Kutipan Halaman:
BONE BOLANGO (kabarpublik.id) – Bupati Bone Bolango, Ismet Mile, menegaskan bahwa penandatanganan Perjanjian Kinerja Tahun 2026 tidak boleh dimaknai sebagai formalitas semata. Hal tersebut disampaikannya saat memberikan arahan dalam kegiatan Penandatanganan Perjanjian Kinerja di Lingkungan Pemerintah Kabupaten Bone Bolango, yang berlangsung di Ruang Rapat Bupati, Jumat (30/1/26).
Dalam arahannya, Ismet Mile menekankan bahwa dokumen perjanjian kinerja merupakan bentuk komitmen moral dan tanggung jawab kepada masyarakat, bukan sekadar tanda tangan di atas kertas. Ia menyebut seluruh aparatur, mulai dari Bupati hingga staf terbawah, memiliki derajat tanggung jawab yang sama dalam pembangunan daerah.

Catatan Dataset:
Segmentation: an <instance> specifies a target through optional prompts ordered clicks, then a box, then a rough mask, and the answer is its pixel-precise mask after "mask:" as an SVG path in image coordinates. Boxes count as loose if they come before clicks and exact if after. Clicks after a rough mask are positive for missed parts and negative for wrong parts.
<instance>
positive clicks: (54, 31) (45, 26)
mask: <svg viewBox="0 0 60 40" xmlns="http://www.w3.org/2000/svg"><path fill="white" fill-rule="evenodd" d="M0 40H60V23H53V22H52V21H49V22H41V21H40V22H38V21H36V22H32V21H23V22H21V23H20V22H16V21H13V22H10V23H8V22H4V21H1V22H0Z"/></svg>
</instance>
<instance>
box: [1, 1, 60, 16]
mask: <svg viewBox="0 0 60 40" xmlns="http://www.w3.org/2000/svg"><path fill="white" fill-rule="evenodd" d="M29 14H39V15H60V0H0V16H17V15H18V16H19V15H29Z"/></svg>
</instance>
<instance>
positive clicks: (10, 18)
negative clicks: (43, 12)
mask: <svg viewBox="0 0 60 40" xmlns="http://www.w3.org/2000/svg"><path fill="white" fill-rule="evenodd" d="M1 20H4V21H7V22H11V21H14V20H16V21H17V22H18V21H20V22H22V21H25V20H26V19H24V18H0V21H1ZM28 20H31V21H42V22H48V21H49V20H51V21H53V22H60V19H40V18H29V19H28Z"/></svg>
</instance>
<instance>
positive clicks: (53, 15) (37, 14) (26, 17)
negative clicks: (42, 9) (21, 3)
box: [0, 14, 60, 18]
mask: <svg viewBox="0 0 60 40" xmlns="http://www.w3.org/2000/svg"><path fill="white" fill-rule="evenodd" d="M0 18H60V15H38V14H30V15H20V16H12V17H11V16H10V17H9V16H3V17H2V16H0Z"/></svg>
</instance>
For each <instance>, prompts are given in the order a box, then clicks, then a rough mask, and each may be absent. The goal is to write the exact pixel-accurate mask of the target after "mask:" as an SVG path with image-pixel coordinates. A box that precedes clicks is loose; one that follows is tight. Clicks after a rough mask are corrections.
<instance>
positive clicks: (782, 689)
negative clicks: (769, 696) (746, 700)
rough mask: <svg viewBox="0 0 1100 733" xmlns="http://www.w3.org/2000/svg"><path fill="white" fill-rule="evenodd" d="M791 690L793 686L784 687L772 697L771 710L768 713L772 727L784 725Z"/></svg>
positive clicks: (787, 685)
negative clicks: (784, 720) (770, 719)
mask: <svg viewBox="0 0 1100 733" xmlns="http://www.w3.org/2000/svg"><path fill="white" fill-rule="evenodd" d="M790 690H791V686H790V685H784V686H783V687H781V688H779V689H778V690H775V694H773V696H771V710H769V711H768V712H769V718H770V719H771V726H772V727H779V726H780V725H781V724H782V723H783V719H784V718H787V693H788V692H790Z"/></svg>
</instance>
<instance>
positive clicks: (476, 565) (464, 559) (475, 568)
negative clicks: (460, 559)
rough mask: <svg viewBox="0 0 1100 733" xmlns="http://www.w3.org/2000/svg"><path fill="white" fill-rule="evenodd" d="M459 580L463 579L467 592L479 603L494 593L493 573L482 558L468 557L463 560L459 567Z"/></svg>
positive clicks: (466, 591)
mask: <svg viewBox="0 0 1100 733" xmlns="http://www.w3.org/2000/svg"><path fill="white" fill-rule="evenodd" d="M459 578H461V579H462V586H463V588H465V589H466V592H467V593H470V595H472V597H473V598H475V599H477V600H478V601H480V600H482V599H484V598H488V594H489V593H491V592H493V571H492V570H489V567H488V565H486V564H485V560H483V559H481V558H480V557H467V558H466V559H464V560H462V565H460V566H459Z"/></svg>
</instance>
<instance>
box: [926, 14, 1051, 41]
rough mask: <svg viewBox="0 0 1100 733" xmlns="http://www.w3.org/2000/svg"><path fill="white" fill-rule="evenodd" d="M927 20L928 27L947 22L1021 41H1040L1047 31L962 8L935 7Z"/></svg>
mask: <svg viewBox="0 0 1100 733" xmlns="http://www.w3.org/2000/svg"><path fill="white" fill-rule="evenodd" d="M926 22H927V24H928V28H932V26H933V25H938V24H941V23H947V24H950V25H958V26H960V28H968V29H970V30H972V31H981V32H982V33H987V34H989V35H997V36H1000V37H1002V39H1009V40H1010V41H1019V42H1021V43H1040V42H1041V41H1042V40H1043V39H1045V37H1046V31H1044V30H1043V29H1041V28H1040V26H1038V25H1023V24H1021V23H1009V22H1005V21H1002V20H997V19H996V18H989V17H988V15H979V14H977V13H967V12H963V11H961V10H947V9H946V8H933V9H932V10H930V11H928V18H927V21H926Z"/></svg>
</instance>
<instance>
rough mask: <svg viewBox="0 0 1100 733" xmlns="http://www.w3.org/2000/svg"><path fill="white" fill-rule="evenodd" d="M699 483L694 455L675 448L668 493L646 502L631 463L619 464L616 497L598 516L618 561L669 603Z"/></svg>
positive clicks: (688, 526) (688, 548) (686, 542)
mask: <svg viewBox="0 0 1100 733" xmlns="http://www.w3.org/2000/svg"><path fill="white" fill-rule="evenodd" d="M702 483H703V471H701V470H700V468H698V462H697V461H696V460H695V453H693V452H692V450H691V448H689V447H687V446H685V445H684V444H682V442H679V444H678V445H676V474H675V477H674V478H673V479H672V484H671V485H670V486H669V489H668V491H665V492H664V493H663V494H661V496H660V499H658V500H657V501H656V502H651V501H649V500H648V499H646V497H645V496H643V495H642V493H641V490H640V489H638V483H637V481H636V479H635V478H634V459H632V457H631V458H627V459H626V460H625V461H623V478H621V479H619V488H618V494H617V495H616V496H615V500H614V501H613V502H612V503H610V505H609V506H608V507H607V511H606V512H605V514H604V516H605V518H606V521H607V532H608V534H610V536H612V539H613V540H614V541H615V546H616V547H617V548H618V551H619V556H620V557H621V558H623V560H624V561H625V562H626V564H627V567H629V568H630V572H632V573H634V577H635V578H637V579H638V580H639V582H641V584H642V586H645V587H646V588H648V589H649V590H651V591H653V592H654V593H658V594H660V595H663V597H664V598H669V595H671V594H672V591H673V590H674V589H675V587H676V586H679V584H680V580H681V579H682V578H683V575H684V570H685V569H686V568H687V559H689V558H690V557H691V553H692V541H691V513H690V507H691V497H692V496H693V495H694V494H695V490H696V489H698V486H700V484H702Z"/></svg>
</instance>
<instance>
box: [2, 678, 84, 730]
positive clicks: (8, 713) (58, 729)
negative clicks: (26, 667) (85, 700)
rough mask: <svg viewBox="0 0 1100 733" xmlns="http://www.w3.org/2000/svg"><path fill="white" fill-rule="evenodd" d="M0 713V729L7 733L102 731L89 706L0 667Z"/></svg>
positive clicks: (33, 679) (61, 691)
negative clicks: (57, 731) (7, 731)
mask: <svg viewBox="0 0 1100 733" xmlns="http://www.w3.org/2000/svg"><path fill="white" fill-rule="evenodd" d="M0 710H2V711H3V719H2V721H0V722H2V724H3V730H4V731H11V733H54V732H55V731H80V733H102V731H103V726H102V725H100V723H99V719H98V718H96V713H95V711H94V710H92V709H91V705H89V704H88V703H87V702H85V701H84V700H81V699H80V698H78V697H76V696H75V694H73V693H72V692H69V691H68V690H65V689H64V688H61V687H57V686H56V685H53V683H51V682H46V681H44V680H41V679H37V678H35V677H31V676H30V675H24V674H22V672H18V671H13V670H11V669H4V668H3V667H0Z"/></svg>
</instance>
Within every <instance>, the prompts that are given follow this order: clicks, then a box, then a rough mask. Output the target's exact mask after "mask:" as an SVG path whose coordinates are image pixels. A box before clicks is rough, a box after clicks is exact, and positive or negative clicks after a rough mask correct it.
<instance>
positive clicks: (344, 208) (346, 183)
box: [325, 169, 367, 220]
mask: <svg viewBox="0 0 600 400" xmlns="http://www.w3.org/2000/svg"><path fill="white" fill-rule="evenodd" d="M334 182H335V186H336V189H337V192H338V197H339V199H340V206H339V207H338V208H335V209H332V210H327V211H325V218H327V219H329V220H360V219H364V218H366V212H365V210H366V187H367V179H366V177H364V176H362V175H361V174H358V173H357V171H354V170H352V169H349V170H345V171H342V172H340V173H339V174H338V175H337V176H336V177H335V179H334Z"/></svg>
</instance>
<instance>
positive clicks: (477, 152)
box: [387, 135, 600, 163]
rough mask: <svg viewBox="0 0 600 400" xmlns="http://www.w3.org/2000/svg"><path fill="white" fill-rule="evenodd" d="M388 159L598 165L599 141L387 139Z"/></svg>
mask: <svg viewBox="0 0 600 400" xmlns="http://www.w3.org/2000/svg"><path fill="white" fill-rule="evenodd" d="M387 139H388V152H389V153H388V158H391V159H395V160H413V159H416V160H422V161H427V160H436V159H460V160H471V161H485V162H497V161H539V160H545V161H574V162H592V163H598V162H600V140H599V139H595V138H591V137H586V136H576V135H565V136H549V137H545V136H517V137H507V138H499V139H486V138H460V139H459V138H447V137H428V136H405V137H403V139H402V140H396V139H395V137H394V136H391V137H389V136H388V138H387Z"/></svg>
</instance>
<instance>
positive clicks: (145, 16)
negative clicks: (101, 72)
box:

Yang Dikerjakan:
A – Jawab pertanyaan berikut berdasarkan kutipan berita tentang perjanjian kinerja:
(i) Di ruang mana kegiatan penandatanganan itu berlangsung?
(ii) Menurut Ismet Mile, dokumen perjanjian kinerja merupakan bentuk apa?
(iii) Siapa saja yang disebut memiliki derajat tanggung jawab yang sama dalam pembangunan daerah?
B – Ganti "aparatur" dengan "pegawai" pada bagian kutipan berita tentang perjanjian kinerja mulai dari "Dalam arahannya, Ismet" hingga "dalam pembangunan daerah.", lalu tuliskan bagian itu kembali.

Jawaban Bernomor:
A –
(i) Ruang Rapat Bupati.
(ii) Komitmen moral dan tanggung jawab kepada masyarakat.
(iii) Seluruh aparatur, mulai dari Bupati hingga staf terbawah.

B –
Dalam arahannya, Ismet Mile menekankan bahwa dokumen perjanjian kinerja merupakan bentuk komitmen moral dan tanggung jawab kepada masyarakat, bukan sekadar tanda tangan di atas kertas. Ia menyebut seluruh pegawai, mulai dari Bupati hingga staf terbawah, memiliki derajat tanggung jawab yang sama dalam pembangunan daerah.